**Text provided:**
┄┄┄┄┄┄┄┄┄┄┄┄┄┄┄┄┄┄┄┄
Additional context Our downstream issue is: https://gitlab.com/gitlab-com/gl-infra/scalability/-/issues/1350.

javsalgar commented 3 years ago

Thank you so much for the information! I think this is something worth adding to the compilation recipe if it helps optimizing the whole solution. I will forward this to the engineering team. As soon as we have more news, I will update this ticket.

igorwwwwwwwwwwwwwwwwwwww commented 2 years ago

@javsalgar Is there any update here?

This is a big blocker for our (@gitlab) adoption of the bitnami redis chart. We would very much like to avoid having to build our own images if possible. I'd be happy to answer any questions about this change if needed.

carrodher commented 2 years ago

Hi, I just checked the internal task and there is no news, I just sent it to the proper team and they will review the priority. I hope to be able to provide an answer during the following week(s)
┄┄┄┄┄┄┄┄┄┄┄┄┄┄┄┄┄┄┄┄
**Task to complete:** Carry on the Bitnami Redis chart issue thread from its last comment, adding the next reply or replies in the same style.
┄┄┄┄┄┄┄┄┄┄┄┄┄┄┄┄┄┄┄┄
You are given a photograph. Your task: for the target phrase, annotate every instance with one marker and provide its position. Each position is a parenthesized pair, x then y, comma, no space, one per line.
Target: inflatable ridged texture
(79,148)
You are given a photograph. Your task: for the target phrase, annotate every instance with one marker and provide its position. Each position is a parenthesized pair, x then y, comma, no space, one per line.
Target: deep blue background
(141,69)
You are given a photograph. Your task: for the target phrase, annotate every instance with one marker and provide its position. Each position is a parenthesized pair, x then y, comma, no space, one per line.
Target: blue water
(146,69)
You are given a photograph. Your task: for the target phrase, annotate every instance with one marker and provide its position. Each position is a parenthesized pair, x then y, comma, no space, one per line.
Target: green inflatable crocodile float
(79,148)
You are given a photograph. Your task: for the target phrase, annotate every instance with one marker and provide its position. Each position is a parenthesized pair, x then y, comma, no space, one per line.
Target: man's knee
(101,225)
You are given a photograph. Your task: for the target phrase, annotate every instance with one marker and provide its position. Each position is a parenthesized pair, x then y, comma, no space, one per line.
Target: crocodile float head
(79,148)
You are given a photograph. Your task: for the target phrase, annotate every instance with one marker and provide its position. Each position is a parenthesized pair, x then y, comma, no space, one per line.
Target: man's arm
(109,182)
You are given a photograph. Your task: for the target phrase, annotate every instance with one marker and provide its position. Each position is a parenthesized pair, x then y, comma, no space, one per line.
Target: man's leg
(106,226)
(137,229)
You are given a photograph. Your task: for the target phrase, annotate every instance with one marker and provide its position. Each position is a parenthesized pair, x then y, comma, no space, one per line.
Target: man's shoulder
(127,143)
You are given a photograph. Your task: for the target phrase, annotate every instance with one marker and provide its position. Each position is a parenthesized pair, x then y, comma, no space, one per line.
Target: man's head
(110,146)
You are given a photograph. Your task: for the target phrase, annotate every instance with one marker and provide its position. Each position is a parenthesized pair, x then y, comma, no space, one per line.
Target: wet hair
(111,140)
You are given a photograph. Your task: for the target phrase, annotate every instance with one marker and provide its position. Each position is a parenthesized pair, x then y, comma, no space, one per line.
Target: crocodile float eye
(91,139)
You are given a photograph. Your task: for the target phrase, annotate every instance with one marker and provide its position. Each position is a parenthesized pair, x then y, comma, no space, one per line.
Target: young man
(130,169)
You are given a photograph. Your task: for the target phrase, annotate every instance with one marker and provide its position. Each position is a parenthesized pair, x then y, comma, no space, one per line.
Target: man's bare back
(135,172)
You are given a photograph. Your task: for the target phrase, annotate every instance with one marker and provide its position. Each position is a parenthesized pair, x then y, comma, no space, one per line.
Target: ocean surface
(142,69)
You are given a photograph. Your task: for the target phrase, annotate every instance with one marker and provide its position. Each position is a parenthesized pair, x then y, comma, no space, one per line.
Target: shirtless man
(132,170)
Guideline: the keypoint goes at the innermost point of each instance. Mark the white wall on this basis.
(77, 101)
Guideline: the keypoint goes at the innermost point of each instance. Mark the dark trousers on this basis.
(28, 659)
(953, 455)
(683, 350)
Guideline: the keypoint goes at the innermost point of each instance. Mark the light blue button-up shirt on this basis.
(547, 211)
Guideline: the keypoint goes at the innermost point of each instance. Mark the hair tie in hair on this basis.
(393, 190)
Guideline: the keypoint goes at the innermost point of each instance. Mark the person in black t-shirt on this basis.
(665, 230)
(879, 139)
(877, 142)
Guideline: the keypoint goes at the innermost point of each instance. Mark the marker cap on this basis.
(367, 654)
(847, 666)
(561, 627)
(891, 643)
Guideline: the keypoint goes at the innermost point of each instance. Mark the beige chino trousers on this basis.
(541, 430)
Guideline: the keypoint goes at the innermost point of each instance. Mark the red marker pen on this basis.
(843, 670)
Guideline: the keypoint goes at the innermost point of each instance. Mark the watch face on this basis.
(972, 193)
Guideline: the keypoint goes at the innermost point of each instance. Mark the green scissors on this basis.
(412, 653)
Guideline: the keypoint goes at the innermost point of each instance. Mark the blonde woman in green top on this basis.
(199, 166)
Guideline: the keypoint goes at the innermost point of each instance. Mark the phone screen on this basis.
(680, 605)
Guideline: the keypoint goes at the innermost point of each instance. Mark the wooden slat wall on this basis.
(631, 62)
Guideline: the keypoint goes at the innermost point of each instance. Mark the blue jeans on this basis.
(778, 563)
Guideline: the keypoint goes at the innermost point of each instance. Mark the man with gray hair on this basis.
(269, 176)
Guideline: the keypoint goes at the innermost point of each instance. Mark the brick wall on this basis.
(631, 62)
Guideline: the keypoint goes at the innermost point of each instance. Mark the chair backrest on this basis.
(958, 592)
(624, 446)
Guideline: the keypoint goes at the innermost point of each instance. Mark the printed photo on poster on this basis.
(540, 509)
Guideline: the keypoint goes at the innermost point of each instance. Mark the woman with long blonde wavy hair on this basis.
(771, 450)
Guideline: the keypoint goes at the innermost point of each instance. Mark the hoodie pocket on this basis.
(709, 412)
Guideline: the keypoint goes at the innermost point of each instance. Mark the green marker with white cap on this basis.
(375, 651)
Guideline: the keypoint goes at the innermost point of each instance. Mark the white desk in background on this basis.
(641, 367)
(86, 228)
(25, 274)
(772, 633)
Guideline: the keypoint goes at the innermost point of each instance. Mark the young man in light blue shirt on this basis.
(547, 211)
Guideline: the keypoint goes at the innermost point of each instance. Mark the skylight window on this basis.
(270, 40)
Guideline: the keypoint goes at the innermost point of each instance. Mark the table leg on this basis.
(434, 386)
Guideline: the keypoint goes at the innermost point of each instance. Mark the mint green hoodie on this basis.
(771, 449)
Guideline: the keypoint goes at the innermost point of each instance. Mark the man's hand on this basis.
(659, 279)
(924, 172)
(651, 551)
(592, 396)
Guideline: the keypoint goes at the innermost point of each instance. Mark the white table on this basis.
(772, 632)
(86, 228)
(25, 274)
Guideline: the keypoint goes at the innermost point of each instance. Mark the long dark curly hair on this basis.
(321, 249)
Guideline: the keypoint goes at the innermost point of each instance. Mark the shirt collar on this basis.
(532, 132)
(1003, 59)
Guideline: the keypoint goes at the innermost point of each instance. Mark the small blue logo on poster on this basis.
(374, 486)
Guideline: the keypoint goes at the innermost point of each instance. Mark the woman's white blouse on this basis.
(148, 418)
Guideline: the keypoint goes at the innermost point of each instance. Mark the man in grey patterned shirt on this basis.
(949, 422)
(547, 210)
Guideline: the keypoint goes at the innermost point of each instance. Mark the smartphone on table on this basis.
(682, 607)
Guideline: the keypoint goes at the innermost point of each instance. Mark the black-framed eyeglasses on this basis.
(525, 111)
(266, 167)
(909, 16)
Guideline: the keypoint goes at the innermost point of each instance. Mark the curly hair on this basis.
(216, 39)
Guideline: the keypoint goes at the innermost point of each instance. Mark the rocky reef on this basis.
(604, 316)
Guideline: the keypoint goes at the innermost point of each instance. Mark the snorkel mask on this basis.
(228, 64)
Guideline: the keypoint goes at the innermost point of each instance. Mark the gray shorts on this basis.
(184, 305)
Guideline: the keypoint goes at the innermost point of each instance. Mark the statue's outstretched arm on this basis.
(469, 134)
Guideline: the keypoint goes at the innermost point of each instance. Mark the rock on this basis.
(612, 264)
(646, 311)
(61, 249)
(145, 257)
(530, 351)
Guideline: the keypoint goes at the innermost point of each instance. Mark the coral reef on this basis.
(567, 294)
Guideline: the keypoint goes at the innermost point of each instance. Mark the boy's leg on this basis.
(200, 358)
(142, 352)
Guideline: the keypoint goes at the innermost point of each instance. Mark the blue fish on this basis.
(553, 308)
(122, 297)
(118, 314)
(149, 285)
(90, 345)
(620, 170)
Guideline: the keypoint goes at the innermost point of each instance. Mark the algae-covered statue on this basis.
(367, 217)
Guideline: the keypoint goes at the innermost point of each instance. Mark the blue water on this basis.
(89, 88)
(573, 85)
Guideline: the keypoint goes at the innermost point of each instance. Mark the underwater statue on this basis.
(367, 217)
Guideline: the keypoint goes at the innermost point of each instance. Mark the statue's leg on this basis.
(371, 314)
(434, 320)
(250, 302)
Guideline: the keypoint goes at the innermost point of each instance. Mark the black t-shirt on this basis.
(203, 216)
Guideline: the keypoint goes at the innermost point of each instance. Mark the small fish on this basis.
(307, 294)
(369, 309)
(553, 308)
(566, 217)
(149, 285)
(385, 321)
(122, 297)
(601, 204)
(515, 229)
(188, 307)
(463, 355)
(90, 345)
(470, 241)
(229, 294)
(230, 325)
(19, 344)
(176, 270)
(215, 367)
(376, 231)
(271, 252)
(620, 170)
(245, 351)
┄┄┄┄┄┄┄┄┄┄┄┄┄┄┄┄┄┄┄┄
**Answer space:**
javsalgar commented 2 years ago

Hi,

Just a note to let you know that our latest redis container was compiled with the -fno-omit-frame-pointers flag. Please let us know if you find any other issue.

igorwwwwwwwwwwwwwwwwwwww commented 2 years ago

@javsalgar Hi there, thanks for the update!

I tried to get another profile, and we have partial symbols which is already quite good.

Screenshot 2022-01-06 at 17 03 13

However, some symbols were missing, which I believe happens because the binary is stripped:

$ file /proc/1127296/root/opt/bitnami/redis/bin/redis-server

/proc/1127296/root/opt/bitnami/redis/bin/redis-server: ELF 64-bit LSB pie executable, x86-64, version 1 (SYSV), dynamically linked, interpreter /lib64/ld-linux-x86-64.so.2, for GNU/Linux 3.2.0, BuildID[sha1]=526e6d79d9abbde85727f7e0474462fe1d2593d1, stripped

I understand that this may be a slightly harder sell, but would it be possible to get an unstripped binary? In our experience this does increase the binary size quite a bit, but the diagnostic information we get out of it makes it well worth it.

Symbols also help diagnosing crashes, should they occur.

Alternatively, if we can get the unstripped binary or debug symbols available separately, then we can import them into perf ourselves via perf buildid-cache --add. Since we only need them at the post-processing stage.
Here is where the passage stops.